- [Objective]:
Count the lines in the records that contain the word "bowl". Reply with only that number.
--------------------------------------------------
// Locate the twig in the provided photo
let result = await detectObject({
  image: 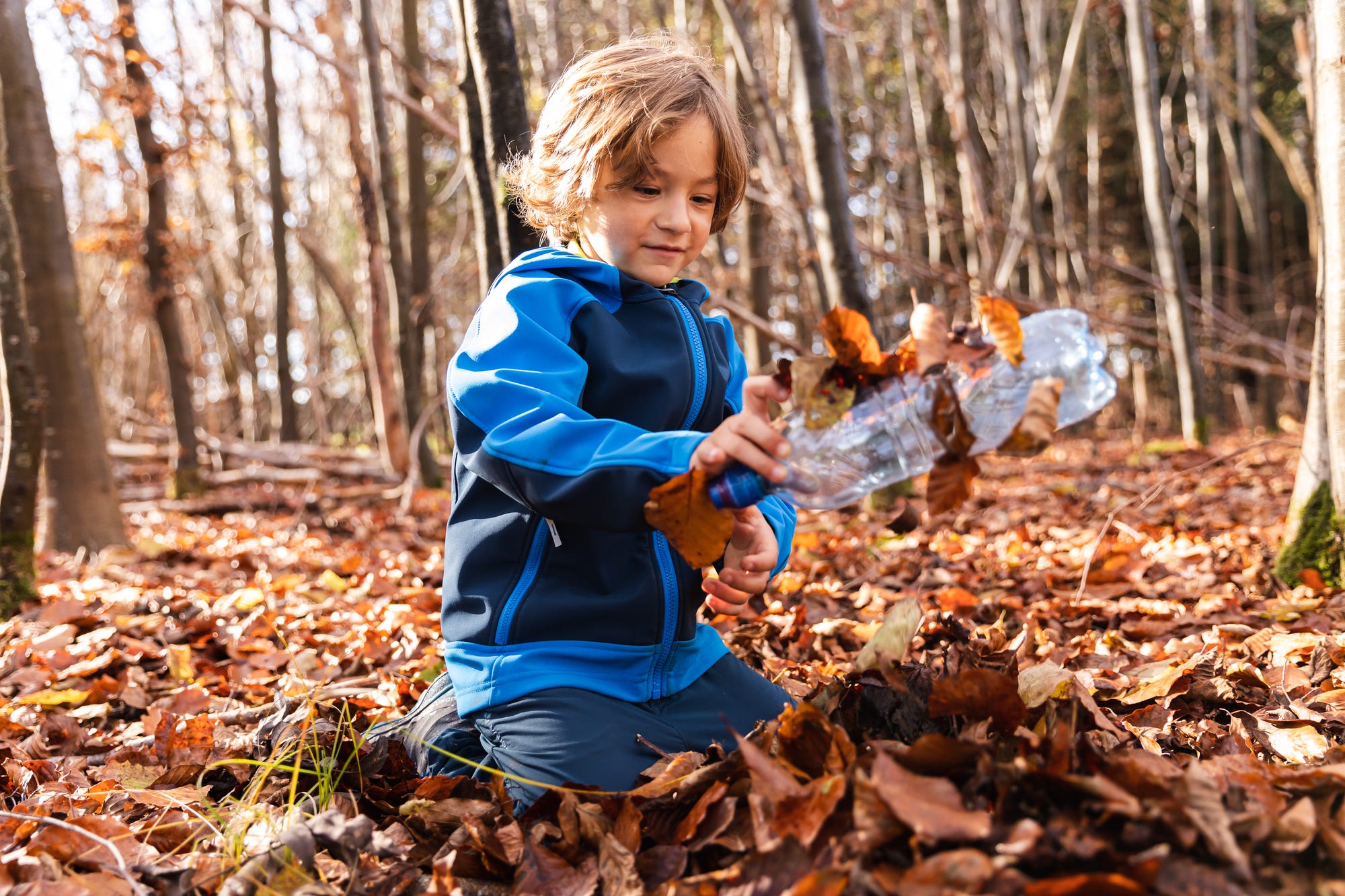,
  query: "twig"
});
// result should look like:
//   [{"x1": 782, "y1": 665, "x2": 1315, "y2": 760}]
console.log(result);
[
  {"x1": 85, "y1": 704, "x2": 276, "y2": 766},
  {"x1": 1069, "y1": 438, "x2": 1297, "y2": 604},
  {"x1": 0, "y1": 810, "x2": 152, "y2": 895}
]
--------------------------------------------------
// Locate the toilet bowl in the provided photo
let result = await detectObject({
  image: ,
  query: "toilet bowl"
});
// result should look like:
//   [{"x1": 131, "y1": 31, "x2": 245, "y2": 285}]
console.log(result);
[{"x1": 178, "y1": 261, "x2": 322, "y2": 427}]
--------------------------------------------------
- [Response to this exercise]:
2